● Exercício proposto
Pode reescrever as linhas do início dos registros até a linha com "[[[267,214],[242,210],[242,314],[267,313]]]", inclusive, trocando "dark brown door" por "red door" e mantendo todo o resto igual? Deixe as imagens fora da resposta.

● Dados brutos

= = = = = = =

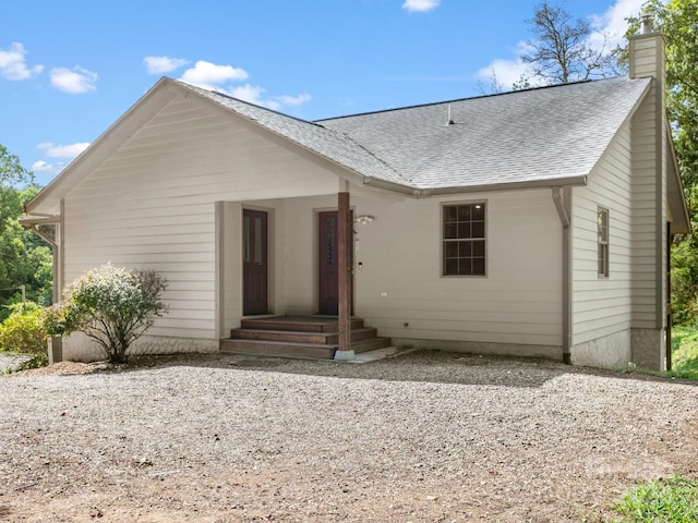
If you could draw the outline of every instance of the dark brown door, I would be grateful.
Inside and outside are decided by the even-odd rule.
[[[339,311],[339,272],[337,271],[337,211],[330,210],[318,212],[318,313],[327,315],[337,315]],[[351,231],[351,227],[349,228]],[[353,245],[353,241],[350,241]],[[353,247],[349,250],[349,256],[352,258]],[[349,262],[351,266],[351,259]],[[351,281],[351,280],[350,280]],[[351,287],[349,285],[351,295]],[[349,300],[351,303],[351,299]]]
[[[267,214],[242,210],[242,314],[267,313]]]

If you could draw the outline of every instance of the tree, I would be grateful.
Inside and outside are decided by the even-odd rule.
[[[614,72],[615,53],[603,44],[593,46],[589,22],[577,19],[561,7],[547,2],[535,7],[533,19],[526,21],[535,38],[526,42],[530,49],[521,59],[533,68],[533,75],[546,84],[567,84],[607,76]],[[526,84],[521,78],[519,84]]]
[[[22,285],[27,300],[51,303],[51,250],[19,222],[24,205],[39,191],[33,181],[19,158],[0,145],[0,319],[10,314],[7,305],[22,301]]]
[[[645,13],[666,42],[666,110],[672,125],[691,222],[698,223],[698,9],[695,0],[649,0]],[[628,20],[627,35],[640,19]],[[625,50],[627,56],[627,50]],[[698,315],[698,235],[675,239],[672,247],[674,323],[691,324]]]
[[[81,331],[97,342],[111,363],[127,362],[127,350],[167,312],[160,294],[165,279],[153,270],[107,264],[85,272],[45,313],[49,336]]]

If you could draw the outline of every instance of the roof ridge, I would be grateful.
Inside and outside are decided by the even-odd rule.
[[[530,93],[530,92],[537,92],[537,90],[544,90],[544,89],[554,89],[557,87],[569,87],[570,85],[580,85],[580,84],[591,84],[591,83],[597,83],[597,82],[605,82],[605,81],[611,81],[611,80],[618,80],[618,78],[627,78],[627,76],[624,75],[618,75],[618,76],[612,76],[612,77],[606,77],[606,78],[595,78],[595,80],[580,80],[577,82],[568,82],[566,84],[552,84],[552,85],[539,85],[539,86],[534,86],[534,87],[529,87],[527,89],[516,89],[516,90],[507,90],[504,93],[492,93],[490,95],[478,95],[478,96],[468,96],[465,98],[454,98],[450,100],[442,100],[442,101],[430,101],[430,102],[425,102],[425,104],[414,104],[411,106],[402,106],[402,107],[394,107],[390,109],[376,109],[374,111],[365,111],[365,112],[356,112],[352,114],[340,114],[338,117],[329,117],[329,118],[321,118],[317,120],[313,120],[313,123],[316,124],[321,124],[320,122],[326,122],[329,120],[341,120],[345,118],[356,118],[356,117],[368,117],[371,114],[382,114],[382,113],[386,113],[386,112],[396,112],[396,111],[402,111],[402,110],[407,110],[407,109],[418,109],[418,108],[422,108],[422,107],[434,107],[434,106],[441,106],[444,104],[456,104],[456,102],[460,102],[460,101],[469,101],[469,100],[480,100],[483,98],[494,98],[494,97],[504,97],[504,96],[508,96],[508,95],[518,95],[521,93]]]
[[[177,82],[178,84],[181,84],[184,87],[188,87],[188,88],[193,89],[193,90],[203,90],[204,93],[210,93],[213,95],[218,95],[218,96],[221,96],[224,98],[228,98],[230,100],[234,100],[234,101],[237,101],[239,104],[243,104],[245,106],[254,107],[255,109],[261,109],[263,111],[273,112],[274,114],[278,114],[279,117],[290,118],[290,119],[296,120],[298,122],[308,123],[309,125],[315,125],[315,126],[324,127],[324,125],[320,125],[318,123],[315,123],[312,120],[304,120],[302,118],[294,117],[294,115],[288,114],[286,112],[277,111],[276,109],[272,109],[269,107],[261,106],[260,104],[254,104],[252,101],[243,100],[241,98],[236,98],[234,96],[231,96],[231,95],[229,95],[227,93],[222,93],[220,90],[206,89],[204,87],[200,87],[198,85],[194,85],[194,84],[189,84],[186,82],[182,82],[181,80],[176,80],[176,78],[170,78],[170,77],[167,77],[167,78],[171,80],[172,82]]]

= = = = = = =

● Resultado do exercício
If you could draw the outline of every instance of the red door, I would be grateful.
Inside and outside are decided by the even-odd rule.
[[[339,311],[339,272],[337,271],[337,211],[330,210],[318,212],[318,313],[327,315],[337,315]],[[351,231],[351,227],[349,228]],[[353,245],[353,241],[350,241]],[[353,247],[349,250],[349,256],[352,258]],[[349,262],[351,266],[351,259]],[[351,281],[351,280],[350,280]],[[351,287],[349,285],[351,295]],[[349,300],[351,303],[351,299]]]
[[[267,214],[242,210],[242,314],[267,313]]]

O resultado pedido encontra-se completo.